* [Task]:
Copy out every line of the entries below, requests included, but multiply each coordinate value in the answers by 0.85 and round it to the nearest whole number, with halves rounded up.
-- start of Records shown --
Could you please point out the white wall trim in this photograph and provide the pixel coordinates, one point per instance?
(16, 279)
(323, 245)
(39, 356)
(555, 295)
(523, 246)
-- end of Records shown --
* [Correct output]:
Could you please point out the white wall trim in this photograph and provide the pixel coordinates, one point per instance?
(14, 237)
(275, 208)
(33, 303)
(472, 251)
(445, 209)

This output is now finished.